■ **THE EXERCISE**
Transcribe the passage of the prison-examination excerpt between "FOR six days" and "come to play.", inclusive.

■ **EXCERPTED TEXT**
XVI

THE EXAMINATION IN THE PRISON

March–May 1431

 

Aie bon courage, prends ton martyre en gré;
tu seras bientôt délivrée, et tu viendras finalement
au royaumedu Paradis
(Les Voix in the prison)

 

FOR six days the public examination had dragged along its weary course. At the end of that time several significant changes had occurred in the procedure of the trial. Of the sixty-eight judges who presided on the second day, twenty-four had managed on some excuse or other to slip away altogether, as though ashamed of the part they had come to play.

In Rouen itself a change was clearly coming over public opinion. The lawyer Lohier, whom we have already seen objecting to the legality of the trial, had now openly declared that he would have nothing more to do with it. The priest, Massieu, who, as warder of the Maid, had had occasion to watch her most closely, was heard again to declare his belief in her innocence.

■ **INFORMATION GIVEN**
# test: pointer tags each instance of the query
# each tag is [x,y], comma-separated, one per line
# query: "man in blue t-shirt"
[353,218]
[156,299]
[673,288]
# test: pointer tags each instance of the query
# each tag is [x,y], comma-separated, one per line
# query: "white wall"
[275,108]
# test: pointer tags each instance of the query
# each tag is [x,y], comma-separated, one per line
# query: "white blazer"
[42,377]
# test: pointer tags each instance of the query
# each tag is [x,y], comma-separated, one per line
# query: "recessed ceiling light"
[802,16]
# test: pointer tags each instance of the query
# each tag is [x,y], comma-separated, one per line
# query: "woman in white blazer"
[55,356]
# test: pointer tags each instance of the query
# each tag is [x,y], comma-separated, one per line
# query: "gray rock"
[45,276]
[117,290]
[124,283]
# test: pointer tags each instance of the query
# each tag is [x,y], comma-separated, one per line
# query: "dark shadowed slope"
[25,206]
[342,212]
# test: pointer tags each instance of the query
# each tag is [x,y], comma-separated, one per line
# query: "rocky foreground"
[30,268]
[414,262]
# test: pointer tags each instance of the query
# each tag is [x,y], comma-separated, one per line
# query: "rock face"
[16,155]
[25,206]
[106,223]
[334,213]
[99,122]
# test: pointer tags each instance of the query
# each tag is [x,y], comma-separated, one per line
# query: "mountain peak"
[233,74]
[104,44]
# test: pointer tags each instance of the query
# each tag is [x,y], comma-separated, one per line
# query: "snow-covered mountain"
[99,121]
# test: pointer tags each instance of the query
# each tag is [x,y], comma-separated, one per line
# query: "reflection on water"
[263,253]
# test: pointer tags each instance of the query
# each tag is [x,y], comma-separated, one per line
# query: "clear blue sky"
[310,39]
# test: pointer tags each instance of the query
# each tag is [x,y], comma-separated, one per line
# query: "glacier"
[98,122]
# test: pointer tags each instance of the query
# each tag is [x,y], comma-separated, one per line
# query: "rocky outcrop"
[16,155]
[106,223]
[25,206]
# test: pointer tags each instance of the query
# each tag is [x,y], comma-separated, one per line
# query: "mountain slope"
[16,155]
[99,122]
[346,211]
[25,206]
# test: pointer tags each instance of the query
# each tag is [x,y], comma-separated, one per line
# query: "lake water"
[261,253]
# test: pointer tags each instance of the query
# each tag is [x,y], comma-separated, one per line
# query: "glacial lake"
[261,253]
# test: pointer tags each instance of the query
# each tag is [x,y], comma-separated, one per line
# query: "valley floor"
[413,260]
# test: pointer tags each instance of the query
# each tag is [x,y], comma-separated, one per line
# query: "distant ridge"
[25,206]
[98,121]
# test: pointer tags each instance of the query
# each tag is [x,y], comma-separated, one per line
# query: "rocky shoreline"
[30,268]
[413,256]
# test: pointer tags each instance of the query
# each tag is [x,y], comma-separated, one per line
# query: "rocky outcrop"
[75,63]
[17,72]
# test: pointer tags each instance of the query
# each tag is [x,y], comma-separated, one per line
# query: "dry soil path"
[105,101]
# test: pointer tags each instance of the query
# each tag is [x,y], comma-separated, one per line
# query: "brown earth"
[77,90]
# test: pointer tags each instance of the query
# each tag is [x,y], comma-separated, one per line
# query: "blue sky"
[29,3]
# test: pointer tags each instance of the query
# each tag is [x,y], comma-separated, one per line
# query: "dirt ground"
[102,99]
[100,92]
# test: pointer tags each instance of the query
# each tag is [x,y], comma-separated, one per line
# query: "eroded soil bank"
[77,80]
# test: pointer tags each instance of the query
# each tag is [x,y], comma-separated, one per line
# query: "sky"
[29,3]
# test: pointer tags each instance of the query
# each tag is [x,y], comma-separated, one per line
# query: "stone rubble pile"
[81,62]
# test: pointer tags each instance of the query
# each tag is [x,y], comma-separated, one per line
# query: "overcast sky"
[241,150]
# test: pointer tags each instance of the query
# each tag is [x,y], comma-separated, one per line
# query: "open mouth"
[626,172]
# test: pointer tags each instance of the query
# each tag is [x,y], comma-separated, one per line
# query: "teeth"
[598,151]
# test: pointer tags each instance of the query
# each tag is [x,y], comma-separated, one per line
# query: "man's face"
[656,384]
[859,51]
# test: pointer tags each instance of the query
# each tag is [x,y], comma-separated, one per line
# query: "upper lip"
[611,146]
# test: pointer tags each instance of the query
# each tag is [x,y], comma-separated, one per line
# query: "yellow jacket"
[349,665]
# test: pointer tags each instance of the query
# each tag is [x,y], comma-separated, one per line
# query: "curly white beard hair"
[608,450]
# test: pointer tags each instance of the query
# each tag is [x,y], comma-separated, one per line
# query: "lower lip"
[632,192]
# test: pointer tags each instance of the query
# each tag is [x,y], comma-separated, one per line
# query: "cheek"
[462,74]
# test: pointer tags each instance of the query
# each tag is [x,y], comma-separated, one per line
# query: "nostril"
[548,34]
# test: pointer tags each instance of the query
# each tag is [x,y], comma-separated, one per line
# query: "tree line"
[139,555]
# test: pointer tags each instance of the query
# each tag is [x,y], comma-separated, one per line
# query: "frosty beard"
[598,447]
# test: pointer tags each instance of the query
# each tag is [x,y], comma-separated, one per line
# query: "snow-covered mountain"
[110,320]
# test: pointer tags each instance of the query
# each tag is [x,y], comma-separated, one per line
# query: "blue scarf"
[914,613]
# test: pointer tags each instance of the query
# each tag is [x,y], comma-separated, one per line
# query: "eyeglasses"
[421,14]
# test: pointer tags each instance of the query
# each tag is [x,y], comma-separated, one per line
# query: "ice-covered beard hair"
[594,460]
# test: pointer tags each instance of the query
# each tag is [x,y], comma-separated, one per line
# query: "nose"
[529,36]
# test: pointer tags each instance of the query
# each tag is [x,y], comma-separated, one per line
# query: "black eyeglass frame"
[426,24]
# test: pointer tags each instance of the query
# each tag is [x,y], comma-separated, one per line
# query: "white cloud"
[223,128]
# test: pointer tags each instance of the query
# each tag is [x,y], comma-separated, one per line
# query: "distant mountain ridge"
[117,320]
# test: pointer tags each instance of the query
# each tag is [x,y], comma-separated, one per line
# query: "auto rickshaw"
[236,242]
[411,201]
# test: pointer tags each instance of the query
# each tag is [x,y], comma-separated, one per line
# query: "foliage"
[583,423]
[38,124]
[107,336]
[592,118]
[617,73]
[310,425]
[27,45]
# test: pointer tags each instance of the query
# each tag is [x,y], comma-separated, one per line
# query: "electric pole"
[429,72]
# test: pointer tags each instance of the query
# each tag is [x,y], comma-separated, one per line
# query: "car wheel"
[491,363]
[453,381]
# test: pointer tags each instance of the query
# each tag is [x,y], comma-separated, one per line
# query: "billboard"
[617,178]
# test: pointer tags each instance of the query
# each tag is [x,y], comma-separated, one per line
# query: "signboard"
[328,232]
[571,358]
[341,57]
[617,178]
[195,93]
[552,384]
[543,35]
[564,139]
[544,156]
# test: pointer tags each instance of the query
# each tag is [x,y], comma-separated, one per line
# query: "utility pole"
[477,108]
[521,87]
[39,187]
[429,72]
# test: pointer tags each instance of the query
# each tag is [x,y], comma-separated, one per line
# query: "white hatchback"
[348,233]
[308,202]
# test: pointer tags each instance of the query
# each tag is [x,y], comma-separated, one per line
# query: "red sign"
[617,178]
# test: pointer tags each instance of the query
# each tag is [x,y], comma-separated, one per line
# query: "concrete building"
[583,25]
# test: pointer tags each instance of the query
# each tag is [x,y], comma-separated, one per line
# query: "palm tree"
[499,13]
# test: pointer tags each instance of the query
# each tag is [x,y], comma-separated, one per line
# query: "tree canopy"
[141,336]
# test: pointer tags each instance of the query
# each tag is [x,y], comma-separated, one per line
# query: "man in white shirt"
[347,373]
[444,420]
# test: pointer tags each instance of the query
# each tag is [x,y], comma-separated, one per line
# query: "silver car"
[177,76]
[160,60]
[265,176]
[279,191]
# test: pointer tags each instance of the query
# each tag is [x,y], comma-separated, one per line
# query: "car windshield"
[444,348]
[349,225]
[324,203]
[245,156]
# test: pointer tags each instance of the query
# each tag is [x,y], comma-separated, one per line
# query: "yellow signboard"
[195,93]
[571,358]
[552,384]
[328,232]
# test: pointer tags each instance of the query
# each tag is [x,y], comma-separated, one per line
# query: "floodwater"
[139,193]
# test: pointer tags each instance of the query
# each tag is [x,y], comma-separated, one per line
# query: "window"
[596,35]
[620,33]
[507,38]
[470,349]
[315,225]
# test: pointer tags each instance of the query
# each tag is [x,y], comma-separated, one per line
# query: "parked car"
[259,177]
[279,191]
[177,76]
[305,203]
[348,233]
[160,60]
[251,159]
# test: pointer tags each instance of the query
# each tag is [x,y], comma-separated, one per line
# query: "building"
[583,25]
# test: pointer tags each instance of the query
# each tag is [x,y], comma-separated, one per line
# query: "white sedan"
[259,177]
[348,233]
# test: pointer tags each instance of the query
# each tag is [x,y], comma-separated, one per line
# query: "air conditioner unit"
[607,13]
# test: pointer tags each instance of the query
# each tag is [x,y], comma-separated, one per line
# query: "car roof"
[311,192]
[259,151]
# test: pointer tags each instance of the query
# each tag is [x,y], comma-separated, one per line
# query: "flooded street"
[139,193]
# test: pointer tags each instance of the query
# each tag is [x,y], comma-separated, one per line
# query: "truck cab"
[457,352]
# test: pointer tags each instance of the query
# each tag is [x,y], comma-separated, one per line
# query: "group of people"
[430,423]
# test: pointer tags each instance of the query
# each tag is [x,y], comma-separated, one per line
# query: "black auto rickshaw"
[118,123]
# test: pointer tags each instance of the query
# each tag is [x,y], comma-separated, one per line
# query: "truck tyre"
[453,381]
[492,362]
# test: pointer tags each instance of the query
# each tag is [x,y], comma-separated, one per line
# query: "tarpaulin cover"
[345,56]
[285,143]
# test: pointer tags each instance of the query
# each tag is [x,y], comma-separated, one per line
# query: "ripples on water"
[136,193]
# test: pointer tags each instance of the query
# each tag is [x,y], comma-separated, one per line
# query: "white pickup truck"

■ **COMPLETED TASK**
FOR six days the public examination had dragged along its weary course. At the end of that time several significant changes had occurred in the procedure of the trial. Of the sixty-eight judges who presided on the second day, twenty-four had managed on some excuse or other to slip away altogether, as though ashamed of the part they had come to play.